== SELECTED EXTRACT ==
# gaggia classic pro constantly channeling



## Ranger777 (12 mo ago)

Over 400 shots tried still getting channeling....tried 16g,17g,18g in on double shot basket, all different corsair grind size....using distribution tool 100 shots then tampping with tampping press tool.

Tried 4 different coffee all dark coffe...tried tampping all pucks heights where the screen shower head is touching and not touching.

No matter what I do it keeps channeling and I can see it's not slow stream of coffe coming out.. it's a slightly wavey stream....always a burnt taste..and sour taste when going very fine grind.....please help....think I have a busted damaged gaggia classic pro from factory and no matter what I do it keeps channeling


----------



## Solar B (Oct 11, 2021)

What Bar are you working with as I have my 2010 model working at 8 Bar. it's not perfect yet and I'm still tweaking various things after 5 months but much better than when I commenced,

Brian


----------



## Ranger777 (12 mo ago)

Solar B said:


> What Bar are you working with as I have my 2010 model working at 8 Bar. it's not perfect yet and I'm still tweaking various things after 5 months but much better than when I commenced,
> 
> Brian


 No way of measuring bar.....eveything is in factory spec no PID or spring upgrade machine is untouched.... I started this forum because I look at YouTube videos and see how they get a nice slow thick flow of gold coffe.... I will make a video and upload to show what I'm doing maybe the experts can spot my mistakes but I doubt I'm doing any


----------



## Solar B (Oct 11, 2021)

It will most likely be the Barometric pressure (factory is way over at 15) as when I first started using mine it was flowing way too quickly that plus my grinder wasn't nearly up to it either ! remember they say you have to spend more on the grinder than machine , id try the springs mod in the first instance adjustment of my opv is via Allen key.

Brian

PS I am now obtaining the full bottomless basket crema standard but it has taken about 5 months of trial & error.


----------



## larkim (Sep 3, 2018)

Ranger777 said:


> Over 400 shots tried still getting channeling....tried 16g,17g,18g in on double shot basket, all different corsair grind size....using distribution tool 100 shots then tampping with tampping press tool.


 What grinder is it? Wasn't sure what "corsair grind size" meant?

Even with the OPV pressure set at factory levels, you ought to be able to grind fine enough to choke the machine up and work back from there. But modding the pressure is highly recommended.

It could be the beans too; though I get perfectly good consistent crema and 25-30s pours of 32-35g out from 16-18g in with pretty standard Costco (SF Bay Company) beans which are pretty certainly far from freshly roasted or of the highest quality (though I like it, and that's what counts!). That's using an Iberital MC2 grinder which is pretty low end in terms of price and not the most useable thing in the world.

== GOAL OF THE EXERCISE ==
Please answer these questions from the channeling thread:
(a) How many shots does Ranger777 say have been tried?
(b) At what bar pressure does Solar B have the 2010 model working?
(c) Which grinder does larkim use?
The lines that follow have nothing to do with the channeling thread.

Some records:
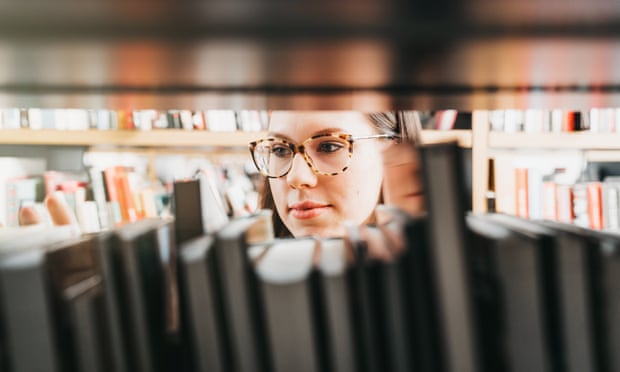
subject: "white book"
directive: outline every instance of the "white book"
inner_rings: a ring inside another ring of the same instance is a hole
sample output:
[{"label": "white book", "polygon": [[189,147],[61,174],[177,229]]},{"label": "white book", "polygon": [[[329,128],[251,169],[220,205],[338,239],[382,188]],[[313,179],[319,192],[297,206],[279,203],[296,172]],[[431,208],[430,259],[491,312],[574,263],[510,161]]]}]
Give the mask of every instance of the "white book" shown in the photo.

== REPLY ==
(a) Over 400 shots.
(b) 8 bar.
(c) An Iberital MC2.